• Required task: Extract every line of the records below word for word, omitting the pictures.

Coordinate annotation records:
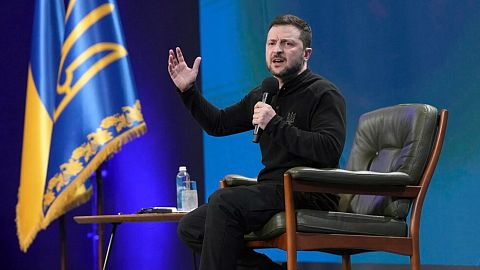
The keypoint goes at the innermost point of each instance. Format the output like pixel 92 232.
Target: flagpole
pixel 100 230
pixel 63 243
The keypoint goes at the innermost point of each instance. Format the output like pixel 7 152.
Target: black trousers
pixel 216 229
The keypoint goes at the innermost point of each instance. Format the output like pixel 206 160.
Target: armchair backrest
pixel 392 139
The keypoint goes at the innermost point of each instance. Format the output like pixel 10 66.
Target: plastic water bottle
pixel 189 195
pixel 182 177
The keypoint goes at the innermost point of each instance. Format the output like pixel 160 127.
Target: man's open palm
pixel 183 76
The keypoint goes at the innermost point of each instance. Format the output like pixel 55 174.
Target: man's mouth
pixel 278 60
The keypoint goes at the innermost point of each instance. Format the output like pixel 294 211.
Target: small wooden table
pixel 116 220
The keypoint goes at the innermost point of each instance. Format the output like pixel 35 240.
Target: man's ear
pixel 307 53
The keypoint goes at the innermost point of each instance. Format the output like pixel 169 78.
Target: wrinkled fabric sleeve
pixel 324 142
pixel 217 122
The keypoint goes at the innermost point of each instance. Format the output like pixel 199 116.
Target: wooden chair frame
pixel 291 240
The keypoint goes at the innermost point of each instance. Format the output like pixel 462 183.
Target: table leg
pixel 110 244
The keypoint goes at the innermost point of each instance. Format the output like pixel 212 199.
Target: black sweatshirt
pixel 307 130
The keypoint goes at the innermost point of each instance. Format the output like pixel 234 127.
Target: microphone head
pixel 270 85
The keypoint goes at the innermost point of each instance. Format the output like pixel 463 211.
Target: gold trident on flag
pixel 117 51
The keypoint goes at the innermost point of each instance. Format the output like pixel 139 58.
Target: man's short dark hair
pixel 300 24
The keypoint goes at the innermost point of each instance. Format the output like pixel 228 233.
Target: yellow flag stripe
pixel 35 151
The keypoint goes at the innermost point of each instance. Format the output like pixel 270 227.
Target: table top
pixel 120 218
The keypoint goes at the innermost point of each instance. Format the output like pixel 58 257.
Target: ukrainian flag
pixel 81 108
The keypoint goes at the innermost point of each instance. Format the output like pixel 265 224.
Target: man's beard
pixel 288 72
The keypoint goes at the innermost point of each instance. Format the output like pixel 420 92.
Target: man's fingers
pixel 196 64
pixel 180 55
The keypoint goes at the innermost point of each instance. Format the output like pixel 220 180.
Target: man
pixel 306 127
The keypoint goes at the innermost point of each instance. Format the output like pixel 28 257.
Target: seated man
pixel 305 127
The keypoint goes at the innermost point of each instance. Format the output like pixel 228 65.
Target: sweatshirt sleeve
pixel 215 121
pixel 323 143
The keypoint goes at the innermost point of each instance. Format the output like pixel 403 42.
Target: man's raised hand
pixel 182 76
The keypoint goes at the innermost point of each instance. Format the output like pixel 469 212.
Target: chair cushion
pixel 332 222
pixel 393 139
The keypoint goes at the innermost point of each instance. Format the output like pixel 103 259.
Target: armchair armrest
pixel 352 182
pixel 232 180
pixel 339 176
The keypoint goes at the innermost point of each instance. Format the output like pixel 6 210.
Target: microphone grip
pixel 257 131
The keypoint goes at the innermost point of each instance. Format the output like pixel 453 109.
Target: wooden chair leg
pixel 415 258
pixel 346 262
pixel 415 261
pixel 292 260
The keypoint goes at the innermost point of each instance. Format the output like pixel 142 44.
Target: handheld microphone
pixel 270 88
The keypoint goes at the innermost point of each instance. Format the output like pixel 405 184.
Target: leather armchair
pixel 390 166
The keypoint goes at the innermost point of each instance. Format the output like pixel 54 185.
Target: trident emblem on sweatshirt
pixel 291 118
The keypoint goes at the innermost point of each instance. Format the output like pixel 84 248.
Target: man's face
pixel 284 52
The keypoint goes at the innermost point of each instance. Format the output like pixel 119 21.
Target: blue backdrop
pixel 379 53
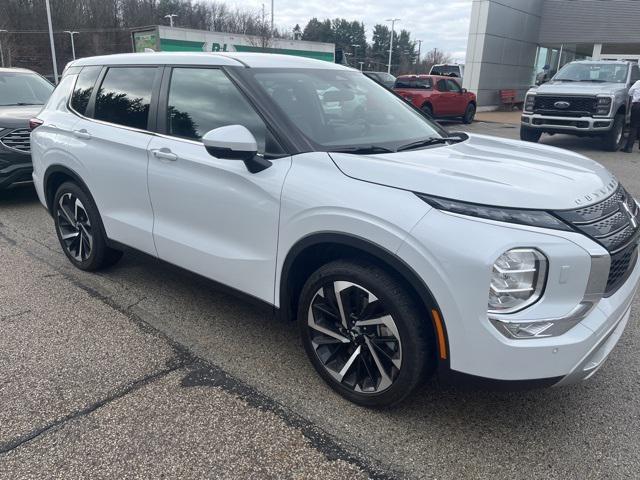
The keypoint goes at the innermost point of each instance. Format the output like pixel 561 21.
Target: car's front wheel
pixel 364 334
pixel 80 231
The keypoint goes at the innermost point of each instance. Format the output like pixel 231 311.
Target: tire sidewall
pixel 99 244
pixel 413 362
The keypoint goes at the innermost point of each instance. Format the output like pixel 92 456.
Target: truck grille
pixel 578 106
pixel 19 139
pixel 613 223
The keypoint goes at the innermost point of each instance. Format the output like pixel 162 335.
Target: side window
pixel 201 99
pixel 453 86
pixel 125 96
pixel 83 89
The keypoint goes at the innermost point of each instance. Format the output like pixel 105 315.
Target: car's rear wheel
pixel 530 134
pixel 80 231
pixel 364 333
pixel 612 141
pixel 469 114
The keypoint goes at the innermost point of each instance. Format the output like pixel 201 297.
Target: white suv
pixel 399 250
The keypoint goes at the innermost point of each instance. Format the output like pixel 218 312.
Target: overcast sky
pixel 441 24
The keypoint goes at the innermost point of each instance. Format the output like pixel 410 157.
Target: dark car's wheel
pixel 80 229
pixel 469 114
pixel 530 134
pixel 612 141
pixel 364 333
pixel 427 110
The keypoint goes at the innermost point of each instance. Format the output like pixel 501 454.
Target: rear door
pixel 110 145
pixel 212 216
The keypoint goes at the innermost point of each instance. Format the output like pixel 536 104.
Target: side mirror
pixel 234 142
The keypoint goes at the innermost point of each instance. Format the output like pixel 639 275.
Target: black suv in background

• Completed task:
The keypoint goes at the innermost point of each instance. Format the output like pixel 92 232.
Target: flagpole
pixel 100 230
pixel 63 243
The keypoint goes at the innermost point of each instance. Format the output like pixel 7 152.
Target: black trousers
pixel 216 229
The keypoint goes at the innermost point of each instance. Format the output like pixel 206 160.
Target: armchair backrest
pixel 392 139
The keypoint goes at the innermost point of each instance. Format the output like pixel 10 66.
Target: plastic water bottle
pixel 189 195
pixel 182 177
The keypoint goes at the innermost point of each instance. Format the output like pixel 160 127.
Target: man's open palm
pixel 183 76
The keypoint goes at the innermost point of each instance. Format the output like pixel 55 174.
Target: man's mouth
pixel 278 60
The keypoint goes at the innermost point of each instance. Format the output like pixel 294 211.
Target: small wooden table
pixel 116 220
The keypoint goes at the innermost point of each instance. Format the output like pixel 35 240.
Target: man's ear
pixel 307 53
The keypoint goes at the innermost point of each instance. Format the output like pixel 169 78.
Target: wrinkled fabric sleeve
pixel 324 142
pixel 217 122
The keypoint goes at the innermost point of each instance. Format the output like pixel 199 116.
Target: wooden chair frame
pixel 291 240
The keypoint goes at the innermost point of each instance. Format the output like pixel 462 183.
Target: table leg
pixel 110 244
The keypoint goes at the innermost point of each instance. Format the output like pixel 212 199.
Target: black sweatshirt
pixel 307 130
The keypoint goes at the innermost point of each instance. Format the output like pixel 234 127.
Target: microphone head
pixel 270 85
The keypoint goes at the innermost point of each instance. Format the output like pixel 463 211.
Target: gold trident on flag
pixel 117 51
The keypoint goes at the innermost point of each instance. Format the output like pixel 139 58.
Target: man's short dark hair
pixel 300 24
The keypoint goes at the innermost point of each instance. Format the output like pixel 228 233.
Target: yellow flag stripe
pixel 35 151
The keypoint goes at the innermost point of each instance. Format the output like pixel 270 227.
Target: table top
pixel 120 218
The keypoint goes at the innermost point of each instance. Format the output like pixel 58 257.
Target: ukrainian flag
pixel 81 108
The keypoint goes at the innermost point of each instance. Format the output like pixel 265 224.
Target: man's beard
pixel 288 72
The keypoint goes at the innermost point of each instance. Format the output like pixel 420 92.
Target: man's fingers
pixel 196 64
pixel 180 55
The keypoint goes at the innermost point of each instance. Format the output like pixel 220 180.
Target: man
pixel 306 127
The keypoint goes at the innermost point of each instance. Format the output like pixel 28 257.
Target: seated man
pixel 305 127
The keypoint goes at the innermost point of each instance. Format the output like pixel 228 65.
Target: sweatshirt sleeve
pixel 215 121
pixel 323 143
The keypoint goes at the innermost point of each instance. Format the output like pixel 403 42.
Target: man's raised hand
pixel 182 76
The keypoint goes at the innermost point of each instance. Format the output like pixel 469 212.
Target: chair cushion
pixel 332 222
pixel 393 139
The keypoint goes at the innermost point of each instance. Format the output like pixel 103 259.
Target: armchair armrest
pixel 352 182
pixel 232 180
pixel 339 176
The keypoint goes at the innermost point of each instance. Format the output like pixel 6 210.
Target: microphone grip
pixel 257 131
The keypoint goes at the innermost point of each instance. Format the output like pixel 453 109.
Target: wooden chair leg
pixel 415 258
pixel 346 262
pixel 415 261
pixel 292 260
The keypoint goes at the innermost point of each instance. Format the output like pixel 142 44.
Target: handheld microphone
pixel 270 88
The keypoint goes at the innermost point of each instance. Format the output like pixel 405 184.
Target: leather armchair
pixel 390 166
The keypoint goes at the innermost point of each instance. Format the output like pixel 54 185.
Target: trident emblem on sweatshirt
pixel 291 118
The keypoint goes at the innermost point of each instance. Format the output like pixel 84 248.
Target: man's face
pixel 284 52
The keypoint goes at the innermost point of each instance. Format the output like pixel 119 21.
Target: blue backdrop
pixel 379 53
The keypoint goes at the innermost point of each instance. Format the output like pixel 561 21.
Target: car's front wheel
pixel 364 334
pixel 80 231
The keypoint goes at the innermost point of each instance. Format the output like pixel 231 311.
Target: tire sidewall
pixel 99 244
pixel 413 362
The keypoint goes at the innermost point of each instance. Format the output like pixel 92 456.
Target: truck grille
pixel 578 106
pixel 19 139
pixel 613 223
The keypoint goes at the innermost point of each instance. Format the output like pixel 162 335.
Target: side window
pixel 201 99
pixel 453 86
pixel 125 96
pixel 83 89
The keypoint goes at the innermost point of each instance. Format the output like pixel 105 315.
Target: car's rear wheel
pixel 530 134
pixel 80 231
pixel 364 333
pixel 612 141
pixel 469 114
The keypoint goes at the innermost point of each instance. Format the output like pixel 201 297.
Target: white suv
pixel 399 250
The keypoint goes at the innermost point of each instance. Format the output like pixel 218 312.
Target: overcast sky
pixel 441 24
The keypoint goes at the innermost point of each instance. Format the output like pixel 410 157.
Target: dark car's wheel
pixel 80 229
pixel 469 114
pixel 530 134
pixel 612 141
pixel 364 333
pixel 427 110
The keypoint goes at the innermost point of each instance. Format the output like pixel 501 454.
Target: rear door
pixel 110 145
pixel 212 216
The keypoint goes at the innermost point of each instance. Format the output like pixel 536 104.
Target: side mirror
pixel 234 142
The keypoint goes at the innermost point of each instance. Format the output like pixel 639 275.
Target: black suv in background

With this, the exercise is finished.